--- START Extract to read ---

So I haven't even taken a shower yet...but living with a child is so damn much fun. When you have a kid like Bodhi, whose enthusiasm is contagious, you find yourself doing things you had no intention of doing with the joyful abandon of a former time...a time when playing was the reason for living and "busy" was a ridiculous invention of adults. The boxes were just lying around, waiting to be recycled, and that bubble wrap was begging for purpose. So here you have it...a fort and robot for protection in no time. As I walked in the house ready for some shampoo, Bodhi hollered, "MOM you forgot something!!! It needs a doorbell!" Of course it does, but that will have to wait until mom is bathed and fresh. Unless Bodhi figures something out sooner, which could bode disaster for my Tibetan bells or any number of potentially repurposed treasures.
Bodhi's half birthday is today!!! When your birthday is the day after Christmas, your half birthday takes on added significance. Chocolate chip pancakes for breakfast with chocolate syrup, whipped cream, berries, peaches and lots of sprinkles and we are off for a bike ride to the farmers market, library, lunch at whole foods and a trip to the bird resevoir! He is growing up fast...this big spirited, big hearted, big energied, big voiced, big boy.
One of the essential skills of childhood and summer, is learning to properly roast a marshmallow and so, as a good mother should, I spent an evening, beside a campfire, imparting the finer points. First you find a good stick and Dad whittles the end to a point (not overly sharp or you have a dangerous weapon). Next, you find a spot with hot coals and not too many flames. Slowly rotate your stick and marshmallow to a golden brown perfection. Surprisingly, Bodhi had no problem figuring out what to do next! After my lesson, I showed him the impatient way to cook a marshmallow (and my preferred method). Thrust it unceremoniously into the flames until it catches on fire, blow it out and enjoy the charred goodness. A mother's job is never done!
Here is a picture window opening onto our recent adventure to Crested Butte, CO (one of my favorite places): A view from the entrance to our little red fox cabin at the Pioneer Guest Cabins (a fabulous place to stay if you're ever on the look out.) A little farther up the road. I loved the image of one black cow amidst a field of reds...diversity makes life so much more beautiful! In town we are always enamored with the many shops, the unique aesthetic, the dog friendly atmosphere and the familiarity of small town life. Bodhi never passes a flower without taking the opportunity to inhale the aroma. Or simply convey his floral affections with an elaborate smooch! On Father's day we went for a drive into the mountains and took several snack, hike and hug breaks. We found four leaf clovers and rock prayers. All in all it was a spectacular trip.

--- END Extract to read ---
--- START Exercise materials ---

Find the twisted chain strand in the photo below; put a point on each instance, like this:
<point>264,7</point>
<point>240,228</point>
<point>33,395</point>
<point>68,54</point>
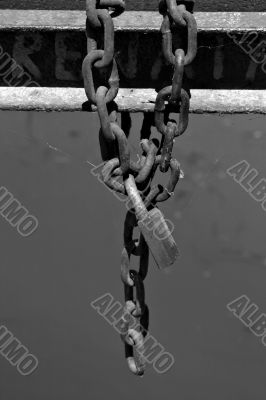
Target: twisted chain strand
<point>101,82</point>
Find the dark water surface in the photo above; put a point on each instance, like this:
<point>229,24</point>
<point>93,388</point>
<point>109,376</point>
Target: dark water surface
<point>49,279</point>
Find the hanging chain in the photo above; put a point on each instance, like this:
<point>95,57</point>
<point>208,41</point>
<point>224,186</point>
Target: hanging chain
<point>176,14</point>
<point>101,82</point>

--- END Exercise materials ---

Written tasks —
• 1. Print the passage of the blog text that begins at the words "One of the essential" and stops after "is never done!", copying it word for word.
• 2. Output every line of the entries that follow the blog text exactly as they appear, leaving the pictures out.

Solutions below —
• 1.
One of the essential skills of childhood and summer, is learning to properly roast a marshmallow and so, as a good mother should, I spent an evening, beside a campfire, imparting the finer points. First you find a good stick and Dad whittles the end to a point (not overly sharp or you have a dangerous weapon). Next, you find a spot with hot coals and not too many flames. Slowly rotate your stick and marshmallow to a golden brown perfection. Surprisingly, Bodhi had no problem figuring out what to do next! After my lesson, I showed him the impatient way to cook a marshmallow (and my preferred method). Thrust it unceremoniously into the flames until it catches on fire, blow it out and enjoy the charred goodness. A mother's job is never done!

• 2.
Find the twisted chain strand in the photo below; put a point on each instance, like this:
<point>264,7</point>
<point>240,228</point>
<point>33,395</point>
<point>68,54</point>
Target: twisted chain strand
<point>101,82</point>
Find the dark water surface in the photo above; put a point on each instance, like this:
<point>229,24</point>
<point>93,388</point>
<point>109,376</point>
Target: dark water surface
<point>49,279</point>
Find the hanging chain in the photo above; put a point on each instance, like this:
<point>95,57</point>
<point>208,41</point>
<point>224,186</point>
Target: hanging chain
<point>176,14</point>
<point>101,82</point>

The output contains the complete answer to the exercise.